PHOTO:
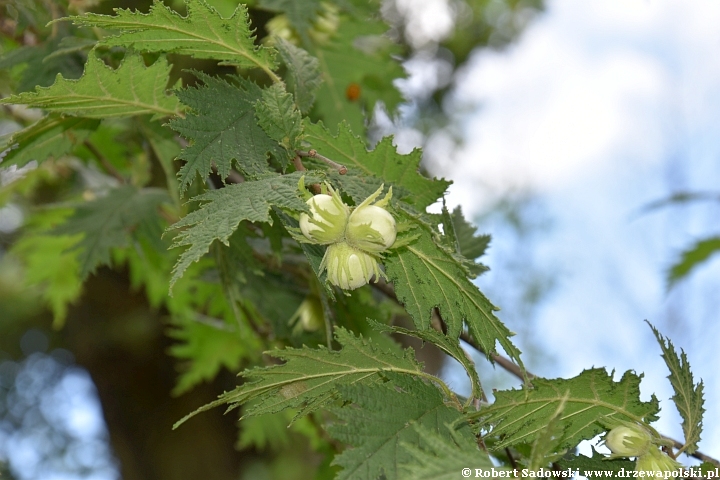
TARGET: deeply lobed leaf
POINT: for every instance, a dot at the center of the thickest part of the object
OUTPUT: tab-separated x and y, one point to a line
203	33
309	377
688	396
520	415
224	131
381	418
131	89
226	208
51	136
383	163
107	223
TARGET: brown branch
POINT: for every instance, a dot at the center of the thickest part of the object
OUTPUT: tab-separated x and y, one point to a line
515	370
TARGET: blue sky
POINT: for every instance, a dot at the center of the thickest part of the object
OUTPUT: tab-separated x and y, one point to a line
600	108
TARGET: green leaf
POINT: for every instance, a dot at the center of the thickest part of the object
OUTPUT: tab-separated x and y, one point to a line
383	162
371	72
309	377
520	415
277	115
449	345
381	418
49	266
108	222
51	136
442	457
597	462
132	89
203	33
426	277
462	237
300	13
223	130
304	72
688	396
692	258
545	449
207	345
226	208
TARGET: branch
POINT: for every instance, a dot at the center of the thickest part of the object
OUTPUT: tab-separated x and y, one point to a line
515	370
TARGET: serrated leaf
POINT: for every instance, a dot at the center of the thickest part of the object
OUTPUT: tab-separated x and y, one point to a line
206	348
545	448
132	89
462	237
277	115
351	89
51	136
226	208
381	418
49	265
688	396
223	131
426	277
382	162
442	458
692	258
520	415
107	223
309	377
597	463
203	33
304	72
300	13
448	345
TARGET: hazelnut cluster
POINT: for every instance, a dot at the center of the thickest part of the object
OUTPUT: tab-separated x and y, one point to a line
354	236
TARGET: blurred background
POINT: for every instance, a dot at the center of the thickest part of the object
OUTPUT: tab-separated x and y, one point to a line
581	135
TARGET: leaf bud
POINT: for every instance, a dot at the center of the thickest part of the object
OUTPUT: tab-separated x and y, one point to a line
348	267
655	463
370	227
628	441
327	220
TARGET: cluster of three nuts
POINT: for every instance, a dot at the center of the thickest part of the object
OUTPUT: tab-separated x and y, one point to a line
355	236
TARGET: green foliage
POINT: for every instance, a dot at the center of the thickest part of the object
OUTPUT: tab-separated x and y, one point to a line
597	462
428	277
439	456
303	71
203	33
367	407
380	418
520	416
692	258
131	89
277	115
688	396
109	222
224	131
383	162
51	136
370	72
226	208
309	378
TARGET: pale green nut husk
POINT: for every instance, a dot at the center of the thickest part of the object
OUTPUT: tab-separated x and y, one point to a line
327	220
348	267
655	463
628	441
370	227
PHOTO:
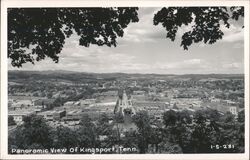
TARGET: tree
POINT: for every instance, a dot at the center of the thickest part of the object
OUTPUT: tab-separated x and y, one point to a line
87	132
207	22
141	119
36	33
170	118
34	131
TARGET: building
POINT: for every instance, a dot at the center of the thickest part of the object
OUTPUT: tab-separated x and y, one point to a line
124	105
233	110
18	115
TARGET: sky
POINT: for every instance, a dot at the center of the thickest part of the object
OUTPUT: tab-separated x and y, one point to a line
144	48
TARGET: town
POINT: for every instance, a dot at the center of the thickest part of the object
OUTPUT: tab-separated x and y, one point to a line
63	98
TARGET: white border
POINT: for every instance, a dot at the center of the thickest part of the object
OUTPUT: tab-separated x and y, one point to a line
95	3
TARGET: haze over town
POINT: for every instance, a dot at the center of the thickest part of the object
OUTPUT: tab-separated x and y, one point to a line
144	48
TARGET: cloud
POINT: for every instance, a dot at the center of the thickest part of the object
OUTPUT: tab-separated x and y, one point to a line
234	65
144	30
232	34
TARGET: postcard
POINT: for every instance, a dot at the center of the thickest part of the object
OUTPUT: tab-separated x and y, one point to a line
124	79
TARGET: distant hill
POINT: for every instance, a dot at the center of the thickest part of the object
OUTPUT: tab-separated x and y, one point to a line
16	76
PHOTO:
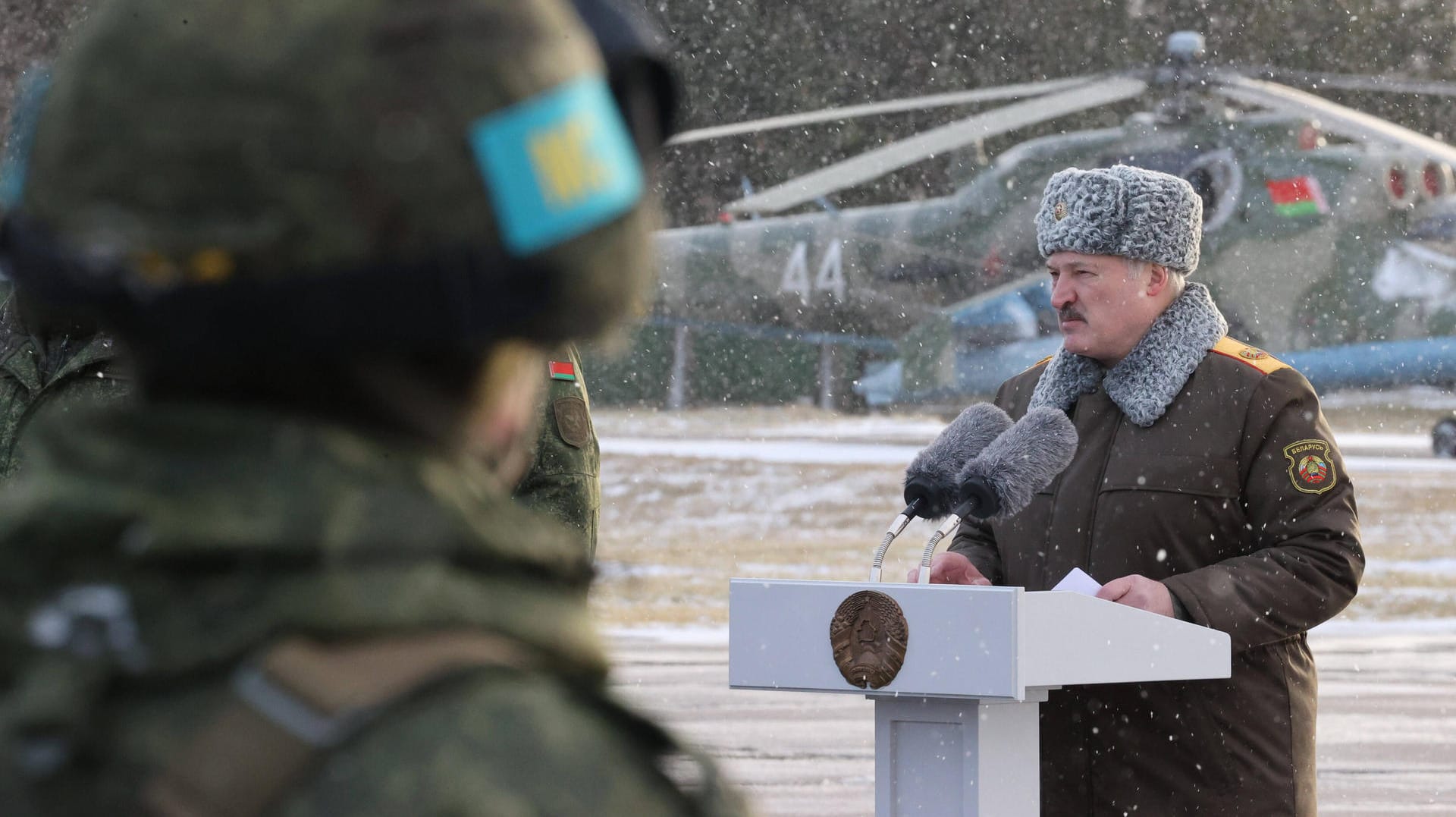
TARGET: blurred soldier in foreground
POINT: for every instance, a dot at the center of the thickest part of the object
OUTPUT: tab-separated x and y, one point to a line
58	363
335	236
565	475
49	362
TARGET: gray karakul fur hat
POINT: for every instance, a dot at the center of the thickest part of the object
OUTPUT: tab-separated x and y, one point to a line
1122	210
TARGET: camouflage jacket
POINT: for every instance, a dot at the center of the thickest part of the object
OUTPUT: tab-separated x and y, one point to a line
153	552
565	478
41	376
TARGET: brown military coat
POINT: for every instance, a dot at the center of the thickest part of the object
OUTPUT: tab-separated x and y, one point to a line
1238	500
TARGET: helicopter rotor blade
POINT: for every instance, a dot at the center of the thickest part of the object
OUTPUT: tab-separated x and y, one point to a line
1362	82
1334	117
875	108
940	140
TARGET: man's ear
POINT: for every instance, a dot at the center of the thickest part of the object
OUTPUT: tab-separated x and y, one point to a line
1158	280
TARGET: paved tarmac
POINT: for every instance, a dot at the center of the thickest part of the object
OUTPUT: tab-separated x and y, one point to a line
1386	724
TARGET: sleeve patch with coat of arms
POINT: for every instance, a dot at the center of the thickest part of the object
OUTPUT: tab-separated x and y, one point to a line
1310	467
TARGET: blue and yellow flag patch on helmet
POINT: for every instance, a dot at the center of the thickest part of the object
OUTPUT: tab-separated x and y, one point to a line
558	165
22	137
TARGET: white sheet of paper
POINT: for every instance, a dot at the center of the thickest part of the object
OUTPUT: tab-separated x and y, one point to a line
1078	581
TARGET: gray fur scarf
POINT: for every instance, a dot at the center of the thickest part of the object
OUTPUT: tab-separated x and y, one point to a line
1145	382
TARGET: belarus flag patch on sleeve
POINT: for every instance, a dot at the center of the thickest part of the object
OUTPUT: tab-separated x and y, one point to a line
1298	197
563	370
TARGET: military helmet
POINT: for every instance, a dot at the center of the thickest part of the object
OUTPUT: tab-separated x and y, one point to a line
340	175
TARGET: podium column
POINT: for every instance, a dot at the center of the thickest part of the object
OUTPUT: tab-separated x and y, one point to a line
967	758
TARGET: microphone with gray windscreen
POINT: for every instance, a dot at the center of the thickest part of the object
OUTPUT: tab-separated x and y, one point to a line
1002	479
932	481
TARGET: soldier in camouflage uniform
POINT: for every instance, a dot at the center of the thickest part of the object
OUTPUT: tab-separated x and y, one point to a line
335	236
565	476
64	364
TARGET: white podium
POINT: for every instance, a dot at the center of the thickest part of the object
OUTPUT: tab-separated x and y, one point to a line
956	731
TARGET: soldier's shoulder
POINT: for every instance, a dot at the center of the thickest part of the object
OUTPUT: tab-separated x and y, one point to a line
1253	357
497	737
1038	366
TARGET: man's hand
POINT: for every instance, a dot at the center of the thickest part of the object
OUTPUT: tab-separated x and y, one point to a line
949	568
1138	592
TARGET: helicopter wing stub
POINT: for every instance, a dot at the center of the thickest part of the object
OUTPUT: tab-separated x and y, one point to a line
881	161
1363	82
877	108
1332	117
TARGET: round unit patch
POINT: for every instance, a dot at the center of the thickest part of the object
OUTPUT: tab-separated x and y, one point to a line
573	421
1310	467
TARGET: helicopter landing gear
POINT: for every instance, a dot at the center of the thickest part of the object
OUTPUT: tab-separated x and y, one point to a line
1443	438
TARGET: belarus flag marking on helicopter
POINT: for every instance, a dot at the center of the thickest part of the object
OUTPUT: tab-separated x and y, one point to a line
1298	197
563	370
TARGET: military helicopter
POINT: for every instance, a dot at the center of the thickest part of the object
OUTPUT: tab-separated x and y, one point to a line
1329	235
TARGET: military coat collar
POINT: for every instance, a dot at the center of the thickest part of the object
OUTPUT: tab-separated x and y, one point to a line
1145	382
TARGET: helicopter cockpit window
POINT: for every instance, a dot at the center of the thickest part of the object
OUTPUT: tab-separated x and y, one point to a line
1213	175
1218	181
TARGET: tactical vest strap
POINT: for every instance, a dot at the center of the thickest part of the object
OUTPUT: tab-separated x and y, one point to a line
297	702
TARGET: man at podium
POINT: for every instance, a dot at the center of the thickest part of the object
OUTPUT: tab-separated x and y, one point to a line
1206	485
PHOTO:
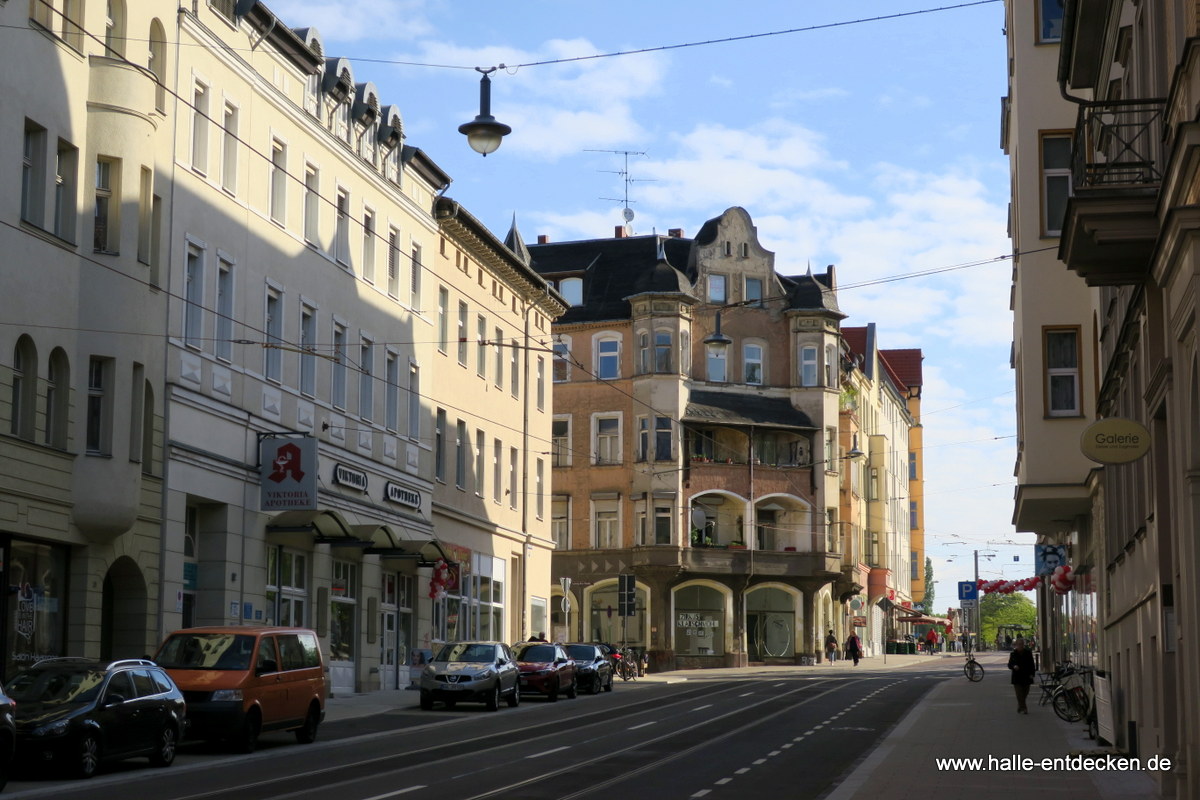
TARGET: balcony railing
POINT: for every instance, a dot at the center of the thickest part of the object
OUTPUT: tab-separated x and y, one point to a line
1119	144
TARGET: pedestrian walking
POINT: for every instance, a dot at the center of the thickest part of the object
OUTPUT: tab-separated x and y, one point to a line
1020	663
853	648
831	647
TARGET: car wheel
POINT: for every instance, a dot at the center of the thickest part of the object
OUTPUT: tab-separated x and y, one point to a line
307	733
493	698
88	753
247	738
165	752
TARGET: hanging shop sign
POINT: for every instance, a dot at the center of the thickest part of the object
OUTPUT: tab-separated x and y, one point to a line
288	474
1115	440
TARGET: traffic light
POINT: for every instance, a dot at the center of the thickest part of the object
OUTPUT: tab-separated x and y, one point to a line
627	595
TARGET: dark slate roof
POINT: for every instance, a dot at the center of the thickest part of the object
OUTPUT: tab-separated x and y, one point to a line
730	408
612	270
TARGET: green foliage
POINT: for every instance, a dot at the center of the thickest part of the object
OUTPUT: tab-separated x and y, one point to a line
996	609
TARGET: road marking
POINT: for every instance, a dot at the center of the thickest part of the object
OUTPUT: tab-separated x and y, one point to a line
547	752
393	794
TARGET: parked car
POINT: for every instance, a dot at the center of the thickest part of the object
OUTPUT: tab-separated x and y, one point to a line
593	666
471	672
78	713
546	669
243	680
7	735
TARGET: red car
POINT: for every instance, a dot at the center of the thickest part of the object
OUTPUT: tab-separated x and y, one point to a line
546	669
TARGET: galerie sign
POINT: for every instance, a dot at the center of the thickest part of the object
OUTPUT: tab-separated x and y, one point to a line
1115	440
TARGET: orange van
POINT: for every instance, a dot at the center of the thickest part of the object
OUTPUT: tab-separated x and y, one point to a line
243	680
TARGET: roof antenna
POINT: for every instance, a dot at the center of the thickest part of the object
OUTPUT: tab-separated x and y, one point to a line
627	212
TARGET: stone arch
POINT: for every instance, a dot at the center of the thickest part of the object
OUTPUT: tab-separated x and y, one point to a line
124	611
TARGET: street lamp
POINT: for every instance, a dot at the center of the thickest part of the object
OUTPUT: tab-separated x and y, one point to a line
484	133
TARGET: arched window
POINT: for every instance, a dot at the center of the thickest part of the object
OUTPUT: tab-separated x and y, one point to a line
24	388
58	396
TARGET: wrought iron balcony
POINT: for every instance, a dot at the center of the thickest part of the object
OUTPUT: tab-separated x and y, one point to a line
1119	156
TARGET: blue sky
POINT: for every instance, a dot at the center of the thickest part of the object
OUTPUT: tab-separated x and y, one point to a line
874	146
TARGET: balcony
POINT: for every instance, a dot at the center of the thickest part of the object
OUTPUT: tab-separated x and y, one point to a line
1111	226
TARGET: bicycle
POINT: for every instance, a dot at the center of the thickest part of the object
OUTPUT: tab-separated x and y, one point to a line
972	669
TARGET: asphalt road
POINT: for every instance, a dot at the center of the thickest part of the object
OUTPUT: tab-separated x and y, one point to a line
705	738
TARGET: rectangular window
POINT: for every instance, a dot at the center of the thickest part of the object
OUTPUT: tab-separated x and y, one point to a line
223	344
514	470
342	235
480	477
461	446
366	379
561	443
462	332
481	346
145	216
414	402
391	414
443	318
609	359
229	150
311	204
274	325
33	173
307	350
339	371
1050	20
193	296
99	408
751	364
717	292
607	440
279	181
1062	372
108	205
201	127
809	366
754	293
1055	182
66	167
369	245
439	446
393	262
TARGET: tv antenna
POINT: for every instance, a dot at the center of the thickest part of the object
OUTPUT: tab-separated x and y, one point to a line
627	212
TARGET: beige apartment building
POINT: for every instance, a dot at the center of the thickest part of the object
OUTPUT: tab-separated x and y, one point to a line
1109	90
697	447
270	416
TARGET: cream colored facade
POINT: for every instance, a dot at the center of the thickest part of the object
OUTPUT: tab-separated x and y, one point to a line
275	242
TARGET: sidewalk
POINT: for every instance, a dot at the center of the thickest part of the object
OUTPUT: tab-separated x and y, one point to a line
963	720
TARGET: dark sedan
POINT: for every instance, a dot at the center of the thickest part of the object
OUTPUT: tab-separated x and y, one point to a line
546	669
593	666
77	713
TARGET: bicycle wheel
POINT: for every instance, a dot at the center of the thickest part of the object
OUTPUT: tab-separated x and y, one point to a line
1066	707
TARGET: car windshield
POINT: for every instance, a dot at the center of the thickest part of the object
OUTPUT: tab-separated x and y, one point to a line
467	651
207	651
57	685
535	653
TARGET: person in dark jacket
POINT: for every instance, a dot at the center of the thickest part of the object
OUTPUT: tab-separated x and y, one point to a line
1020	665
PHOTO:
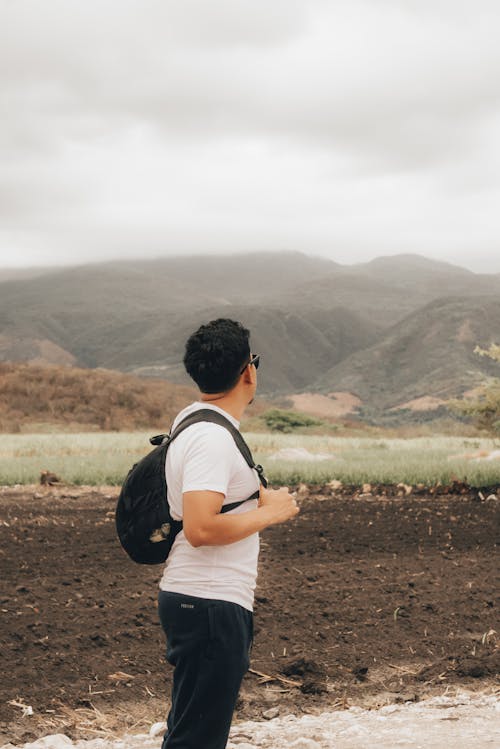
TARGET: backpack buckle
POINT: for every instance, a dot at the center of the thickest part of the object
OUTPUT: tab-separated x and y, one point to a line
159	439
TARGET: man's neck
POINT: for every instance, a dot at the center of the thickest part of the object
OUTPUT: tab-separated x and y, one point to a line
228	403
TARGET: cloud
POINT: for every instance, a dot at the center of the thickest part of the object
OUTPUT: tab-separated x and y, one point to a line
346	127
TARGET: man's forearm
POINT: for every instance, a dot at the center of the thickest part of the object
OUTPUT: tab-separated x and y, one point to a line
223	529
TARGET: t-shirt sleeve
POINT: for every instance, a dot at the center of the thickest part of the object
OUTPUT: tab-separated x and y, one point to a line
208	460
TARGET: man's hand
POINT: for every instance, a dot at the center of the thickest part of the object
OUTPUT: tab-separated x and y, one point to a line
279	504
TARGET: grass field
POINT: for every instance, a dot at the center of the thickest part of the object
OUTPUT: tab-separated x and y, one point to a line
104	458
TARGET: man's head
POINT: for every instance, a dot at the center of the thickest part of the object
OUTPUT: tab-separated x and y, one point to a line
216	355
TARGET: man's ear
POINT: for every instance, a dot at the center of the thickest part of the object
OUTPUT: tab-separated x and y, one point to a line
248	375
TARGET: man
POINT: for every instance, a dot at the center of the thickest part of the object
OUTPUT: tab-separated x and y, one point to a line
207	588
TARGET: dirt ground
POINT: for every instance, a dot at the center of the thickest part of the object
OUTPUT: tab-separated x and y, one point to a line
362	600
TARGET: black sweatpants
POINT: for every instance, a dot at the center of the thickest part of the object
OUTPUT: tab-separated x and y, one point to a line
208	643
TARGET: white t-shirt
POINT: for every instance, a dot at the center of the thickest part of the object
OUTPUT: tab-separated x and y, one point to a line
205	458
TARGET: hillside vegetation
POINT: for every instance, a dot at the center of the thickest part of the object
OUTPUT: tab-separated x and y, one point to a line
34	397
395	330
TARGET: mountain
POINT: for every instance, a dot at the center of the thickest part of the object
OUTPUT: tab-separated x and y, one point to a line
387	331
429	353
387	289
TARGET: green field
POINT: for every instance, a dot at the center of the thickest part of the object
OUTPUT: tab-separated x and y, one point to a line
104	458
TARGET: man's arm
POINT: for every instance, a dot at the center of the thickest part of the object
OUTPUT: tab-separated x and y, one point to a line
204	525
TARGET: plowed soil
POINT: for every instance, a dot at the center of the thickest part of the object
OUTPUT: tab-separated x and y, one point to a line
362	600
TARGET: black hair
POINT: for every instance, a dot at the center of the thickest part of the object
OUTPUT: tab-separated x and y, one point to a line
216	353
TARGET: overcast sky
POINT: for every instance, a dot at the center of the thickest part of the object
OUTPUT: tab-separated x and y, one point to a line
341	128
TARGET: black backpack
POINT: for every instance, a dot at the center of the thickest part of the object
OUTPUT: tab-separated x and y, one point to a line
143	522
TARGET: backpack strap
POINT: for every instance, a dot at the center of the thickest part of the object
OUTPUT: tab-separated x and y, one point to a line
214	417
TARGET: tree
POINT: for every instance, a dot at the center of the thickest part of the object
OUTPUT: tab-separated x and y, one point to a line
287	421
484	407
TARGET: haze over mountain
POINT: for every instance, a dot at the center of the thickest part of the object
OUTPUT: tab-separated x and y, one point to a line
390	330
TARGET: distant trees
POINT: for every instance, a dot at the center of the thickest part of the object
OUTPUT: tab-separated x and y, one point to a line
484	407
288	421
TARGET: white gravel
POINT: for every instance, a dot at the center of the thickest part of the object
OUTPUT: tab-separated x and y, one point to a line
464	721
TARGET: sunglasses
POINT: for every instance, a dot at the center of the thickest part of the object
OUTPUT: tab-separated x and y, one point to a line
255	360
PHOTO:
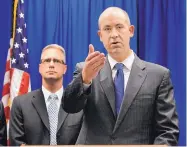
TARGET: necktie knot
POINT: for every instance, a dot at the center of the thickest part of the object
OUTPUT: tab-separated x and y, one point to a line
119	66
53	97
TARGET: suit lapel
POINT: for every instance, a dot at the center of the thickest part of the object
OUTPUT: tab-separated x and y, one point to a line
136	79
40	106
107	85
61	117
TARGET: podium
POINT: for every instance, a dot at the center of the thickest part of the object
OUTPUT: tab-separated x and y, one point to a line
98	145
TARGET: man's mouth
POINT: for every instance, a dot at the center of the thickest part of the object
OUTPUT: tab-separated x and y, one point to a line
116	42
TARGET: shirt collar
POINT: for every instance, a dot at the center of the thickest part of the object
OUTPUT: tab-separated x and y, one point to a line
127	62
47	93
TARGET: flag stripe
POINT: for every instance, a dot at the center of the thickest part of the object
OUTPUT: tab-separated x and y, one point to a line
17	78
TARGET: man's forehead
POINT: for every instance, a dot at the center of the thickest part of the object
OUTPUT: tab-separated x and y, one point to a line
51	52
112	16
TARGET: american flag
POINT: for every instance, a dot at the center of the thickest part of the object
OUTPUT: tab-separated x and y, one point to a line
17	78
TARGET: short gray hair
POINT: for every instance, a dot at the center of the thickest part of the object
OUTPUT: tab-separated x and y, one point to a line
117	9
56	46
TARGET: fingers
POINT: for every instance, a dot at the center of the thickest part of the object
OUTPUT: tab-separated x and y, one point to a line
91	49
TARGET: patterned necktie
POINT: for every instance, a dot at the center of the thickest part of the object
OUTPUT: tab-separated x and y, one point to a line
53	118
119	86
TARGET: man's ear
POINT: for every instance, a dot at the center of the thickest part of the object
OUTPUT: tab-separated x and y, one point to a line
100	35
65	69
131	30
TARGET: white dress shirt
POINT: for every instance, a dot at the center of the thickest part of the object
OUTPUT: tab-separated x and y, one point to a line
127	67
47	93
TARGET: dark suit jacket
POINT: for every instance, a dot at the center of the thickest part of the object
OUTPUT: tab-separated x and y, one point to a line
3	130
29	122
147	115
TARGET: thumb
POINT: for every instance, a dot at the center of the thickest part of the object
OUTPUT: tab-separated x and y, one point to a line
91	49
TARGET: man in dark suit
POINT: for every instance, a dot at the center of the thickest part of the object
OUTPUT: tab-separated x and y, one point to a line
3	130
125	99
37	118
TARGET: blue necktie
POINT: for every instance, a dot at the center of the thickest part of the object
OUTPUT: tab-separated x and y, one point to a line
53	118
119	86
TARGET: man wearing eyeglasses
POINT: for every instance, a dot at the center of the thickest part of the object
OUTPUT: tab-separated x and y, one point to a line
37	118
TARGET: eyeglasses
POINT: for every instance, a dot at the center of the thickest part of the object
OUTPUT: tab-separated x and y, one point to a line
55	61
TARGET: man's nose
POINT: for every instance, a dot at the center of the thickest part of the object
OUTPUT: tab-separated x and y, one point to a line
51	63
114	33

**Work to complete:** Above are the records. Copy every line in them holding "gray".

**Written response:**
TARGET: gray karakul fur hat
TARGET: gray fur scarf
TARGET: microphone with gray windscreen
TARGET: short gray hair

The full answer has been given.